WORK TASK: Set down the data that follows again, exactly as written.
--- TASK MATERIAL Enclosed Below ---
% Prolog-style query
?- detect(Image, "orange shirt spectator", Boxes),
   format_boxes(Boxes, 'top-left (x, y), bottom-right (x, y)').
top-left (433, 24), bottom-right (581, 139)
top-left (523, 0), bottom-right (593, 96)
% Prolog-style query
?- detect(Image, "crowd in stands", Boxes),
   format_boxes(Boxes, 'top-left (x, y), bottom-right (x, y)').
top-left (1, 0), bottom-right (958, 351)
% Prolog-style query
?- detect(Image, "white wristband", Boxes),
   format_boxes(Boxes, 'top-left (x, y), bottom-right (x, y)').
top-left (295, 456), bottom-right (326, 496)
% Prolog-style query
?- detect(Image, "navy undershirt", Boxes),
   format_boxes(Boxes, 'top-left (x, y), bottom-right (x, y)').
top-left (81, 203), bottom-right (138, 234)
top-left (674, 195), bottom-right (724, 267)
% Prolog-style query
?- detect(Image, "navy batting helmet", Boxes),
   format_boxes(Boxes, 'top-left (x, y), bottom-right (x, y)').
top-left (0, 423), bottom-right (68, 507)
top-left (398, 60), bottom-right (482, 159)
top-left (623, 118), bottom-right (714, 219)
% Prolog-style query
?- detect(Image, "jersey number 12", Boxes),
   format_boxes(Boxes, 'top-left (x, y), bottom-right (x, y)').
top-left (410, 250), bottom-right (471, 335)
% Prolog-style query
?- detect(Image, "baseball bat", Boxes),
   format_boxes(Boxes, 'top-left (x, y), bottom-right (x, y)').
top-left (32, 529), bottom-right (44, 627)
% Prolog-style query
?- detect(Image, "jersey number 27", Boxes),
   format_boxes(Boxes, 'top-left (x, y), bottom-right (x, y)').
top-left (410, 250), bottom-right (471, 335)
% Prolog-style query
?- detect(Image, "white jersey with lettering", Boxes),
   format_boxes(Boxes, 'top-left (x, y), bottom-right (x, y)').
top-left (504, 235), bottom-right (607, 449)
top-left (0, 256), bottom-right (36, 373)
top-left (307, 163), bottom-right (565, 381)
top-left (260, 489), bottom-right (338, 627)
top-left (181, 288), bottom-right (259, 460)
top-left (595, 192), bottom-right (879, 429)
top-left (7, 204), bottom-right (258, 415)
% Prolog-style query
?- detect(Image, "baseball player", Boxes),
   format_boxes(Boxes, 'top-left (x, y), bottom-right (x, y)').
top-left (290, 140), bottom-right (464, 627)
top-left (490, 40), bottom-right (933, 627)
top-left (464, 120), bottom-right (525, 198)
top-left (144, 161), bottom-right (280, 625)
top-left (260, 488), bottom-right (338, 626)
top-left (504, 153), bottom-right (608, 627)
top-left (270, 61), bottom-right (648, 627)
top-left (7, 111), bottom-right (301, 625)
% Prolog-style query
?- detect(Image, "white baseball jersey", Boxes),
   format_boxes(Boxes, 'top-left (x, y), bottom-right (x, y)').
--- End of Enclosed TASK MATERIAL ---
PROBLEM SOLUTION:
% Prolog-style query
?- detect(Image, "orange shirt spectator", Boxes),
   format_boxes(Boxes, 'top-left (x, y), bottom-right (x, y)').
top-left (433, 24), bottom-right (581, 139)
top-left (523, 0), bottom-right (593, 96)
% Prolog-style query
?- detect(Image, "crowd in stands", Boxes),
   format_boxes(Boxes, 'top-left (x, y), bottom-right (x, y)').
top-left (1, 0), bottom-right (958, 351)
% Prolog-style query
?- detect(Image, "white wristband", Boxes),
   format_boxes(Boxes, 'top-left (x, y), bottom-right (x, y)').
top-left (295, 456), bottom-right (326, 496)
% Prolog-style query
?- detect(Image, "navy undershirt", Boxes),
   format_boxes(Boxes, 'top-left (x, y), bottom-right (x, y)').
top-left (81, 203), bottom-right (138, 234)
top-left (674, 195), bottom-right (724, 267)
% Prolog-style query
?- detect(Image, "navy batting helmet", Boxes),
   format_boxes(Boxes, 'top-left (x, y), bottom-right (x, y)').
top-left (0, 423), bottom-right (68, 507)
top-left (398, 60), bottom-right (482, 159)
top-left (623, 118), bottom-right (714, 219)
% Prolog-style query
?- detect(Image, "jersey number 12", Boxes),
   format_boxes(Boxes, 'top-left (x, y), bottom-right (x, y)').
top-left (410, 250), bottom-right (471, 335)
% Prolog-style query
?- detect(Image, "baseball bat", Boxes),
   format_boxes(Boxes, 'top-left (x, y), bottom-right (x, y)').
top-left (32, 529), bottom-right (44, 627)
% Prolog-style query
?- detect(Image, "jersey number 27", Boxes),
   format_boxes(Boxes, 'top-left (x, y), bottom-right (x, y)').
top-left (410, 250), bottom-right (471, 335)
% Prolog-style query
?- detect(Image, "white jersey with lettering", Boxes),
   format_boxes(Boxes, 'top-left (x, y), bottom-right (x, y)').
top-left (504, 235), bottom-right (607, 449)
top-left (0, 256), bottom-right (36, 373)
top-left (307, 163), bottom-right (565, 381)
top-left (260, 489), bottom-right (338, 627)
top-left (181, 288), bottom-right (259, 460)
top-left (595, 192), bottom-right (879, 429)
top-left (7, 204), bottom-right (258, 415)
% Prolog-style query
?- detect(Image, "baseball player", Boxes),
   format_boxes(Boxes, 'top-left (x, y), bottom-right (x, y)').
top-left (290, 140), bottom-right (464, 627)
top-left (490, 40), bottom-right (933, 627)
top-left (464, 120), bottom-right (525, 198)
top-left (144, 161), bottom-right (280, 625)
top-left (260, 488), bottom-right (338, 626)
top-left (504, 153), bottom-right (608, 627)
top-left (270, 61), bottom-right (648, 627)
top-left (7, 111), bottom-right (301, 625)
% Prolog-style query
?- detect(Image, "white baseball jersey", Boxes),
   format_boxes(Boxes, 'top-left (x, y), bottom-right (x, y)').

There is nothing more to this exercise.